Consigne >> Traduisez en anglais cette phrase de l'article sur les relations algéro-françaises : « Ramtane Lamamra n’exclut pas que le Président Tebboune accepte l’invitation d’Emmanuel Macron à se rendre à Bruxelles à la mi-février pour le sommet UE-UA. »

Extrait du document >>
━━━━━━━━━━━━━━━━━━━━━━━━━━━━━━
En phase ascendante

Lamamra situe les relations algéro-françaises

Le ministre des Affaires étrangères et de la Communauté nationale à l’étranger, Ramtane Lamamra, a fait le point sur les relations algéro-françaises dans un entretien qu’il a accordé à France 24 et Radio France International (RFI). Il a expliqué les difficultés dans les relations bilatérales entre les deux pays, par les «motifs très sérieux» que constitue «l’atteinte à la mémoire, à l’histoire, ou à la dignité du peuple algérien ou de compatriotes installés ou voyageant en France». Sinon, les relations entre Alger et Paris sont «dans une phase ascendante», a-t-il déclaré, «laborieusement ascendante. Parce qu’il y a un grand nombre de difficultés dans cette relation bilatérale», a-t-il fait observer, en espérant que ces relations «aillent de mieux en mieux». «Les Présidents Abdelmadjid Tebboune et Emmanuel Macron ont une excellente relation personnelle. Ils se téléphonent. Parfois, c’est annoncé et parfois, ce n’est pas annoncé. La communication entre les deux chefs d’Etat existe, elle est cordiale et confiante», a indiqué Ramtane Lamamra. Pour autant, cela ne suffit pas, précise-t-il, pour «masquer l’existence de problèmes». Ramtane Lamamra n’exclut pas que le Président Tebboune accepte l’invitation d’Emmanuel Macron à se rendre à Bruxelles à la mi-février pour le sommet UE-UA. Le chef de la diplomatie algérienne appelle de ses vœux les autorités françaises à mieux traiter les Algériens menacés d’expulsion, niant que son pays refuse d’accueillir ses ressortissants. Il regrette l’appel d’Emmanuel Macron à ce que les autorités algériennes reconnaissent le prétendu massacre d’Européens à Oran en juillet 1962, soulignant que c’est aux historiens de se pencher sur ces questions. Il dit espérer un geste de la France, notamment de restitution d’archives ou d’objets. A ce propos il rappelle que «nous avons un canon à Brest, les archives, il reste même quelques crânes de héros de la résistance algérienne contre l’invasion française. On se demande, d’ailleurs, si c’est vraiment civilisé que de garder dans des musées les crânes de résistants algériens dont on fait des trophées. Cela pouvait s’expliquer à l’époque de la montée du colonialisme, mais pas à l’ère des indépendances et de la souveraineté des peuples», a-t-il dit.
━━━━━━━━━━━━━━━━━━━━━━━━━━━━━━
Liste >>
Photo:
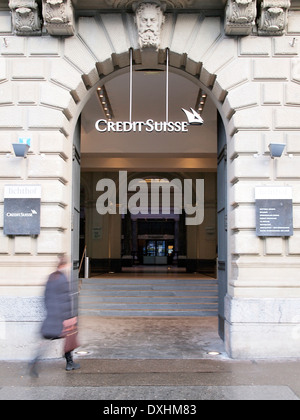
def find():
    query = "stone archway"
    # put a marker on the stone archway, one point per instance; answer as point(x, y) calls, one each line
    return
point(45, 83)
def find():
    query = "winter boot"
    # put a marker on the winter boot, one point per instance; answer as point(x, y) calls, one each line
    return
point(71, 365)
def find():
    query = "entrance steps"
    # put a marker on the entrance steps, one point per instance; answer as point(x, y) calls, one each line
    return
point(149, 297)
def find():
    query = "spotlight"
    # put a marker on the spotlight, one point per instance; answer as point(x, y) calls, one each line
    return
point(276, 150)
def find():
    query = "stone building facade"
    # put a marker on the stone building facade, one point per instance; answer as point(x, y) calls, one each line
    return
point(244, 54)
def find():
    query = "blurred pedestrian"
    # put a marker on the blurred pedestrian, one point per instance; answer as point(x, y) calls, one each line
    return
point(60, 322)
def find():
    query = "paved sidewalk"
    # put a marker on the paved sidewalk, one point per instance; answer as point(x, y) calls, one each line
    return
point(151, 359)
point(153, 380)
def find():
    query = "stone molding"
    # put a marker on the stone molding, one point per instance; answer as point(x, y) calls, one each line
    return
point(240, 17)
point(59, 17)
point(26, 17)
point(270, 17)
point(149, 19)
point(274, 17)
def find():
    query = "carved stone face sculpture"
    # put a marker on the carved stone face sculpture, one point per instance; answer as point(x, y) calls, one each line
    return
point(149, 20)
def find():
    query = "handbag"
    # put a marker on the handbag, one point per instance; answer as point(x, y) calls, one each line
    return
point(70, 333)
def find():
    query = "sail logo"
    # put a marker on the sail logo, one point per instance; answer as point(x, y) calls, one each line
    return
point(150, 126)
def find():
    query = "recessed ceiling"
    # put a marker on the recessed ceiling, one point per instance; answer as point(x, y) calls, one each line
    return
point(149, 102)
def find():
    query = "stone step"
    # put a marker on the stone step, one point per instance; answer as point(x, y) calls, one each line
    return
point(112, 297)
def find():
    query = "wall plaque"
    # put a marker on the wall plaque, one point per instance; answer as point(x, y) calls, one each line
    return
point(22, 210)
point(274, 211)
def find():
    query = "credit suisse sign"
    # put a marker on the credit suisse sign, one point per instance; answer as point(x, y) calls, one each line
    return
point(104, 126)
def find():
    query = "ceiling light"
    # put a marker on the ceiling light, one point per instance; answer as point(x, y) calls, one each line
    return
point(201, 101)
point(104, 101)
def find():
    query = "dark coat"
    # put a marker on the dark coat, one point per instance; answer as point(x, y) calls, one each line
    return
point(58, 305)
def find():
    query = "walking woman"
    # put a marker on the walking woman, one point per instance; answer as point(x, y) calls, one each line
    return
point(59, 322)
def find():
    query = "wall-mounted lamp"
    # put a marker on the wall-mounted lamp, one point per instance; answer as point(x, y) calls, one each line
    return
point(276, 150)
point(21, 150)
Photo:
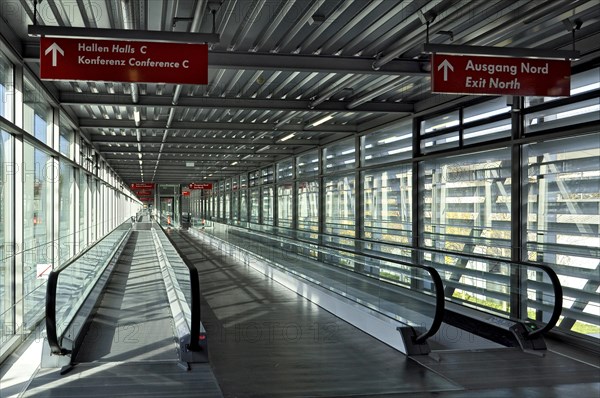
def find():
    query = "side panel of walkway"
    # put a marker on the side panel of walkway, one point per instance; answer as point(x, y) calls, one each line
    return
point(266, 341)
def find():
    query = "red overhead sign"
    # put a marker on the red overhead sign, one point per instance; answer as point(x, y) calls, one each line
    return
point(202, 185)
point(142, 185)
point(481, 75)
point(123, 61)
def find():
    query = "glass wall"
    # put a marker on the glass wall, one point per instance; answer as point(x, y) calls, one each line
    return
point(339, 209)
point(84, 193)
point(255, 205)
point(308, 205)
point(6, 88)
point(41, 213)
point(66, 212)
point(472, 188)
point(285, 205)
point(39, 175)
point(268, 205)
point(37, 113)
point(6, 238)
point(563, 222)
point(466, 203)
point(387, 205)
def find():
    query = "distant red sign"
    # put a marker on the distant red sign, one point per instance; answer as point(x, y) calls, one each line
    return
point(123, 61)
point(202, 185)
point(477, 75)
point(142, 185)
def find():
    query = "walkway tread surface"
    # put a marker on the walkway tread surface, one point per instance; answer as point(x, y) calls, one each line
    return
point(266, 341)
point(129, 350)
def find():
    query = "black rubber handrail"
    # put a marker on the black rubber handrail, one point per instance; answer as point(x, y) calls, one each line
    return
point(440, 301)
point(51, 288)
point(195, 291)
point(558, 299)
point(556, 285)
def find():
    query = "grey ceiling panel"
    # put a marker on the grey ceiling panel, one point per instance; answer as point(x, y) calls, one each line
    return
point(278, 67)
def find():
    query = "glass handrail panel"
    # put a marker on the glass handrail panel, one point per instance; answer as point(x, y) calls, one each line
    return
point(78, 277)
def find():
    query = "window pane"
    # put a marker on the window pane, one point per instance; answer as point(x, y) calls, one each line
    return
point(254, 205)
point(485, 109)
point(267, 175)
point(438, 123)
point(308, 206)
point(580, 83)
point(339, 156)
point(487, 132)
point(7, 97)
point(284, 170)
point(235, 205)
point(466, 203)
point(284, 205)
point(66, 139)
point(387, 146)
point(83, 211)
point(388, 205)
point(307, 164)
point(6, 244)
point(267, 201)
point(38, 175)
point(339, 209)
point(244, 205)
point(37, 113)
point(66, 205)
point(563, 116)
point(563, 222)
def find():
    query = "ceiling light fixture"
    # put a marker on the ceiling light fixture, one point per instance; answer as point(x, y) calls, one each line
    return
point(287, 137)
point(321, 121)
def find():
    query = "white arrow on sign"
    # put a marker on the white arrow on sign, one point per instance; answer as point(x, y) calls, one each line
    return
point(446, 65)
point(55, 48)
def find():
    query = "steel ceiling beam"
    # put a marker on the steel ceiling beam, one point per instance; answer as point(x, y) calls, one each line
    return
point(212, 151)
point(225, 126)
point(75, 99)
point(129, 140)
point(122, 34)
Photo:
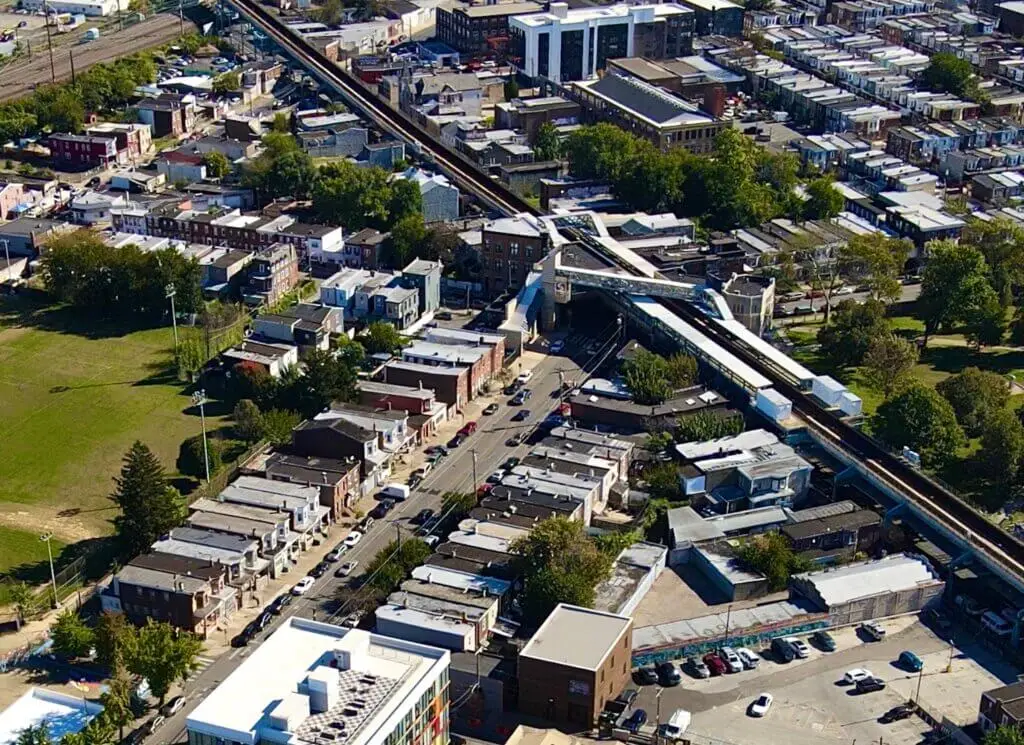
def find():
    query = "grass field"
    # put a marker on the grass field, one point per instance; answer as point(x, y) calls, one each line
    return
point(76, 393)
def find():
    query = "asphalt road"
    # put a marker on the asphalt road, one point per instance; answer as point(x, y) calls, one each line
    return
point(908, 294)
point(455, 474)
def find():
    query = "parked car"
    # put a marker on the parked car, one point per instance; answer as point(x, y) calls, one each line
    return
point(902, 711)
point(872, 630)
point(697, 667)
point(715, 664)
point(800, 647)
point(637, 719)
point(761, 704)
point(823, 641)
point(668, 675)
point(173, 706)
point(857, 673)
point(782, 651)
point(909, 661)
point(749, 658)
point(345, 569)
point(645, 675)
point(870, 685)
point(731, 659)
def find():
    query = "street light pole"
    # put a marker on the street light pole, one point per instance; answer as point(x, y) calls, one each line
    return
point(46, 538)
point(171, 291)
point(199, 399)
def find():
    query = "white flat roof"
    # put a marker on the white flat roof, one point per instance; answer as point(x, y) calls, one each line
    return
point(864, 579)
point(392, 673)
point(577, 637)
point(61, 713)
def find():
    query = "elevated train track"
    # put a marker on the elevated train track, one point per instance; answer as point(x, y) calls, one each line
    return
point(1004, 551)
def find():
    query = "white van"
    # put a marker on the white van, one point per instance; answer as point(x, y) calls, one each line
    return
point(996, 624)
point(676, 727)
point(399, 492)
━━━━━━━━━━━━━━━━━━━━━━━━━━━━━━
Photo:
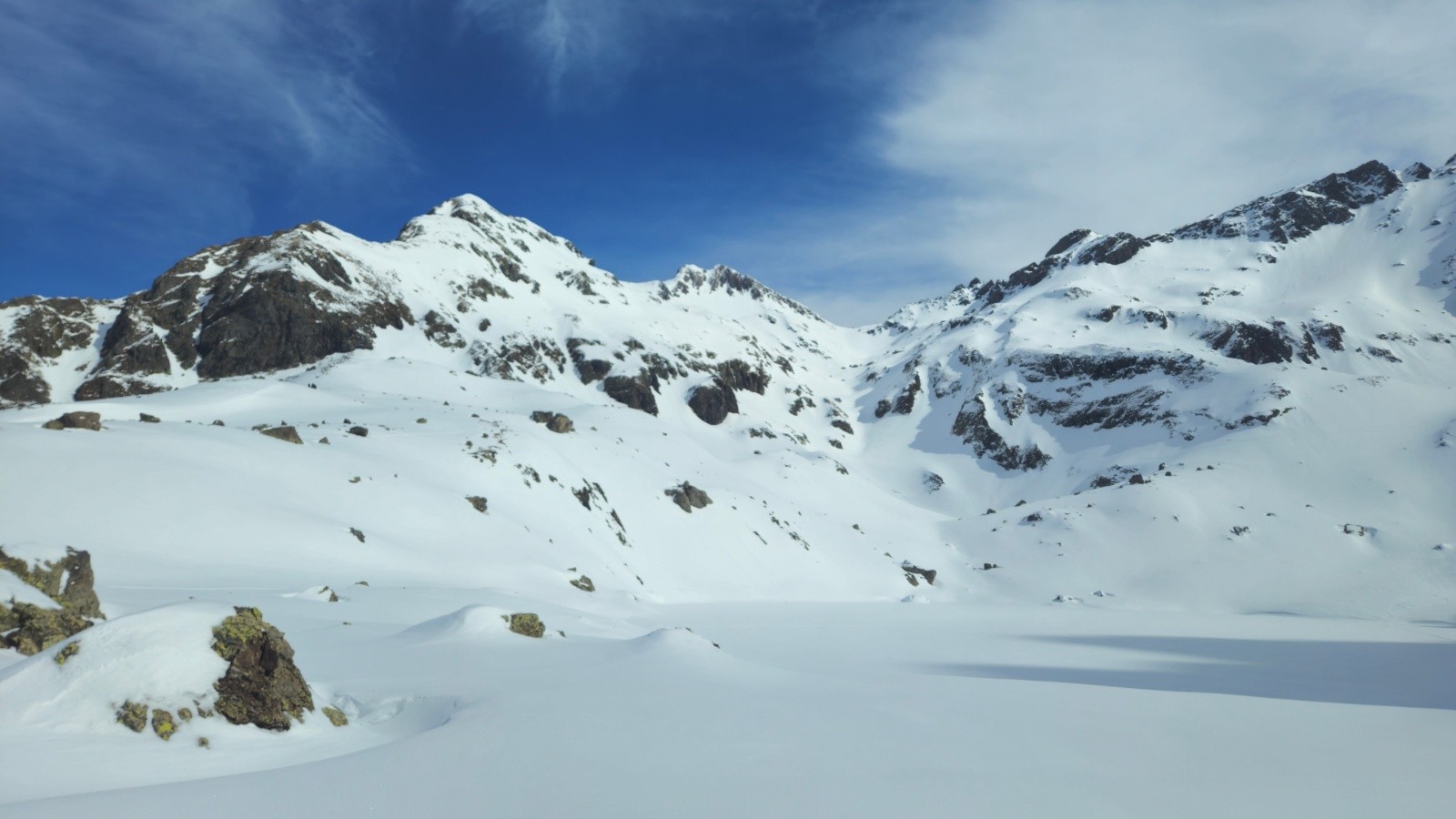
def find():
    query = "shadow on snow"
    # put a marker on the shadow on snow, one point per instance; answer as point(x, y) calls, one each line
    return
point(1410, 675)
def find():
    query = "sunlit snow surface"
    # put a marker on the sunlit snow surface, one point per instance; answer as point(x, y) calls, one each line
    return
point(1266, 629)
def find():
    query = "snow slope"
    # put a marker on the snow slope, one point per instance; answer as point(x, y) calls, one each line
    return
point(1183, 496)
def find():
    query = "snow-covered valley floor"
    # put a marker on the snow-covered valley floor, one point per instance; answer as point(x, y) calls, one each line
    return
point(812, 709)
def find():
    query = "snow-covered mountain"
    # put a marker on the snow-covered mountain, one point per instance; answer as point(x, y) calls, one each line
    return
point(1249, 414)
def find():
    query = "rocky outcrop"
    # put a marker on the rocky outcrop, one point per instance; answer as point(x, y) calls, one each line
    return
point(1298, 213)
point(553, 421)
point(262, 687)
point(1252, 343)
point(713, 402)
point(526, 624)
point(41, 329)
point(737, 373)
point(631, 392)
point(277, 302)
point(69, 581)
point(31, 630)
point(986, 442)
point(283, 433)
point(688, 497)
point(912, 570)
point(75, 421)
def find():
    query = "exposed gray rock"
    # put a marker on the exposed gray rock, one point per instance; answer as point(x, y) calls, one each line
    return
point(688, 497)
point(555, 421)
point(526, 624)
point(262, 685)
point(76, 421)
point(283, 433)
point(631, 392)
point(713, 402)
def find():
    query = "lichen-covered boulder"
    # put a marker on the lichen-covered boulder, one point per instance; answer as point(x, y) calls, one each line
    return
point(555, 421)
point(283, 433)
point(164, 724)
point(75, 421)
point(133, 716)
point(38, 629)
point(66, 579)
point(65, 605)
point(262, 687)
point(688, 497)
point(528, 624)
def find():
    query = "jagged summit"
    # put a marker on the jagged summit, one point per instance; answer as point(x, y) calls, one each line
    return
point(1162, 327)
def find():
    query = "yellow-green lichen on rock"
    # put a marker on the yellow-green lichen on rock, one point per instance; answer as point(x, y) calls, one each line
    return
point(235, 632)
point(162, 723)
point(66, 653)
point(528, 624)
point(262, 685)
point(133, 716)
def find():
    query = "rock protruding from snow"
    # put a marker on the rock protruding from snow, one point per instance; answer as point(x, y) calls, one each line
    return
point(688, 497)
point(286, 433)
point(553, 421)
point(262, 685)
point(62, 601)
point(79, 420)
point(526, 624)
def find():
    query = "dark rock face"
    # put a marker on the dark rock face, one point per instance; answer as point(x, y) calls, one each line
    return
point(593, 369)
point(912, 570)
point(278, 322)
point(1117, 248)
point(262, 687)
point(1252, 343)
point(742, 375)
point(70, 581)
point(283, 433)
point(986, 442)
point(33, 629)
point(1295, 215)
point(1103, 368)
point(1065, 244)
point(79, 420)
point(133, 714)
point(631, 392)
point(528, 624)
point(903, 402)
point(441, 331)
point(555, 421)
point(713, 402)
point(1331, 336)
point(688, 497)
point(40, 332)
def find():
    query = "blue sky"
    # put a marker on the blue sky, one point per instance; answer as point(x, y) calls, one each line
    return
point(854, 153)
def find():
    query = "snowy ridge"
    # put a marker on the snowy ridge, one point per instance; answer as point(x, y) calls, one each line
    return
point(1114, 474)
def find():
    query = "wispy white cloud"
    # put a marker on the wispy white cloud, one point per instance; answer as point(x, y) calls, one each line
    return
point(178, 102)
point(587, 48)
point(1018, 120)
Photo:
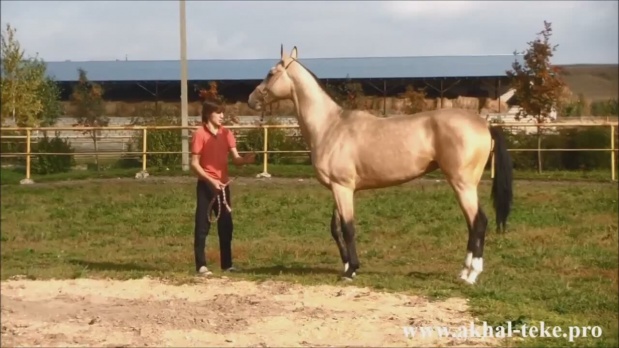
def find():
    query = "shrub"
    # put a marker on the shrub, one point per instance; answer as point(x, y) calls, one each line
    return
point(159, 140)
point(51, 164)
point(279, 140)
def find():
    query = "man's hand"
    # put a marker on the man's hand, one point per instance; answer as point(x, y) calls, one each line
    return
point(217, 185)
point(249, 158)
━━━━━━━━━━━━━━━━━━━━━━━━━━━━━━
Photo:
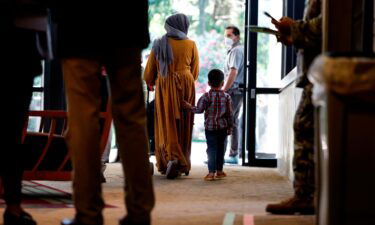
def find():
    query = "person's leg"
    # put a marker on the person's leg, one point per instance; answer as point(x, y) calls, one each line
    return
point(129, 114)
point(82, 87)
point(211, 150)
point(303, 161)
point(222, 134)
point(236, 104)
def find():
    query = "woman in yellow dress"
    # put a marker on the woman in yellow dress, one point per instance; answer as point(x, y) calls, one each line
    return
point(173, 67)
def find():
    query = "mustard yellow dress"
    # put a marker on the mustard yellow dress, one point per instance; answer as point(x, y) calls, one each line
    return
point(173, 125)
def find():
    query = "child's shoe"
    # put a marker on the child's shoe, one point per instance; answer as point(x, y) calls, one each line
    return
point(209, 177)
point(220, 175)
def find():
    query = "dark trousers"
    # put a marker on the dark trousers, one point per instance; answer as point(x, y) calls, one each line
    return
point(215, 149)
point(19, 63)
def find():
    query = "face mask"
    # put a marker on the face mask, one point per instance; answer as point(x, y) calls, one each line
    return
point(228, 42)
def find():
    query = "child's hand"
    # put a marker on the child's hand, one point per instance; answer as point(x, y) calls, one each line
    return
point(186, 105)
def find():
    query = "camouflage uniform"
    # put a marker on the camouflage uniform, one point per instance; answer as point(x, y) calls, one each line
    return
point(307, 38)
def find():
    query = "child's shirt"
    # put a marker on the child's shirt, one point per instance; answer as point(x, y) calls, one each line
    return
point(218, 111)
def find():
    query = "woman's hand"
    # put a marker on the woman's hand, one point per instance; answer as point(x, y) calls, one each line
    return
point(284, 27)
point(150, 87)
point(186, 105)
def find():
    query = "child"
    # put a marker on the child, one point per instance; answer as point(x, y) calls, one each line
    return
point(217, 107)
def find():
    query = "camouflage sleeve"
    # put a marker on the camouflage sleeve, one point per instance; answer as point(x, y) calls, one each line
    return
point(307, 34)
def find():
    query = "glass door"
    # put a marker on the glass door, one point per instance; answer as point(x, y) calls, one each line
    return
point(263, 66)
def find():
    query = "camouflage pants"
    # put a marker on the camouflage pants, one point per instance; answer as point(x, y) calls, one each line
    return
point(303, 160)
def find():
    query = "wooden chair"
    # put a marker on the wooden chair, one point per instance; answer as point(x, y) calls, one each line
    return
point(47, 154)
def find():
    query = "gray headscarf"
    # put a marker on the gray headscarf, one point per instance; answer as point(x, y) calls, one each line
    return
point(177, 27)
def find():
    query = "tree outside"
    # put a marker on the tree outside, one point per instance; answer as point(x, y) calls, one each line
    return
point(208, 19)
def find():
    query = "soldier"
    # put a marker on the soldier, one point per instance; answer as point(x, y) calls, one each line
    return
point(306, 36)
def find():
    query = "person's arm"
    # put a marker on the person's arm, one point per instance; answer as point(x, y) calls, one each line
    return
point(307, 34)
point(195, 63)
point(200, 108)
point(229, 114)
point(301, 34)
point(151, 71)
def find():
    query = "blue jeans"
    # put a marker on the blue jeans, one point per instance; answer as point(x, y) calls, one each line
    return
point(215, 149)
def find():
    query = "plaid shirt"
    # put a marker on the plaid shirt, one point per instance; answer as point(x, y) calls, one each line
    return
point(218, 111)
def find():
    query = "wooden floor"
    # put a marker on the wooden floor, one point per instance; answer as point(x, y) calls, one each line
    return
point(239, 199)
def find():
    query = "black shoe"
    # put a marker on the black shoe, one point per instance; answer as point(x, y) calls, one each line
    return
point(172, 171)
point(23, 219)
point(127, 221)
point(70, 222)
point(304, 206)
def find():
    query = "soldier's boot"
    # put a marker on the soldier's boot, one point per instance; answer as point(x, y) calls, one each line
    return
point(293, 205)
━━━━━━━━━━━━━━━━━━━━━━━━━━━━━━
Réponse >> Ramtane Lamamra does not rule out that President Tebboune may accept Emmanuel Macron's invitation to travel to Brussels in mid-February for the EU-AU summit.